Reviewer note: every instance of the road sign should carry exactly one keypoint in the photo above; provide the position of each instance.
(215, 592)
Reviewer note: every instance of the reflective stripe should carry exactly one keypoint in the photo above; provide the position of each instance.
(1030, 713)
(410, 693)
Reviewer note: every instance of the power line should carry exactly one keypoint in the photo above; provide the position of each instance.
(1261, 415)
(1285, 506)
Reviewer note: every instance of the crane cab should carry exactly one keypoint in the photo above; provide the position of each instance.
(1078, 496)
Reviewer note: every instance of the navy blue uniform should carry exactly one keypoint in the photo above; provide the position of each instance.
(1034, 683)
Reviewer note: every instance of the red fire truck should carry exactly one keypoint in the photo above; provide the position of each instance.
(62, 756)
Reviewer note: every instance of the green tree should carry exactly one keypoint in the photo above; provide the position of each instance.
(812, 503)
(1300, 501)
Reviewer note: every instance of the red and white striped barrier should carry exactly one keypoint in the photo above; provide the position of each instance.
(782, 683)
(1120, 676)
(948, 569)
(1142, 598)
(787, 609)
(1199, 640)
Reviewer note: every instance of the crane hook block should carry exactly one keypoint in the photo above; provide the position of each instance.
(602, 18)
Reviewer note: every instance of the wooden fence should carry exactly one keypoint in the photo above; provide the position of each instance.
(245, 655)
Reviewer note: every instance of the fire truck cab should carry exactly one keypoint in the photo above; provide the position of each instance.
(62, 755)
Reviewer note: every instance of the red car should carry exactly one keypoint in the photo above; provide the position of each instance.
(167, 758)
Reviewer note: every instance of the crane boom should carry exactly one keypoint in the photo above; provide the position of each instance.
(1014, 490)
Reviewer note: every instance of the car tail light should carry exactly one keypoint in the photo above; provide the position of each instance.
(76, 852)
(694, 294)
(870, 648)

──────────

* _TO DO_: Rewrite the listing above, replacing "keypoint" with "marker" wherever it occurs and leaving everything else unchanged.

* _PROBLEM SOLUTION_:
Reviewer note: every instance of the road sign should carry exactly one marker in the photo above; provide the position of each instance.
(215, 592)
Reviewer note: every instance of the reflective stripe should carry exactly one marker in the photo above; provide the position of each instance.
(1030, 713)
(410, 693)
Reviewer note: every instance of the power line should carry exactly one marker in the photo above; provide the position of each instance.
(1261, 415)
(1285, 506)
Reviewer note: every instance of the crane cab should carry exactly one marker in the photo above; provide the position of each instance.
(1078, 496)
Reviewer note: every instance of the navy blue uniform should carry exactly one marker in the photo above; provide the position of each instance.
(1034, 683)
Reviewer note: every instance of the red fire truck should carry exactly one marker in the photo above; provide the position of each instance.
(62, 756)
Reviewer note: every instance of the green tree should carry exactly one marker in the photo above; provide the position of each instance.
(812, 503)
(1300, 501)
Reviewer note: every instance of the red and white striped barrier should carry exactly one marker in the photo above; provide the position of each instance.
(782, 683)
(1120, 676)
(948, 569)
(1142, 598)
(787, 609)
(1199, 640)
Reviewer note: every instance of the crane hook block should carry exactly one marker in the photo above; provide the position of each instance.
(602, 18)
Reviewer note: every instance of the wooden fence should carry exactly one marker in the photo above; provide the position of each instance.
(245, 655)
Reviewer note: every instance of the fire truck cab should carry exactly one marker in the photo above; provide the position of each instance.
(62, 755)
Reviewer note: every instance of the red car should carry exactly one marker in the photo above; provide the position of each instance.
(167, 758)
Reviewer note: every instance of the crane boom should carry exactly one marker in the photo above; provide the position of each instance.
(1014, 490)
Reviewer note: every instance of the car tail light should carry exactly one marker in the photo above; provide the position of each instance.
(76, 852)
(694, 294)
(870, 648)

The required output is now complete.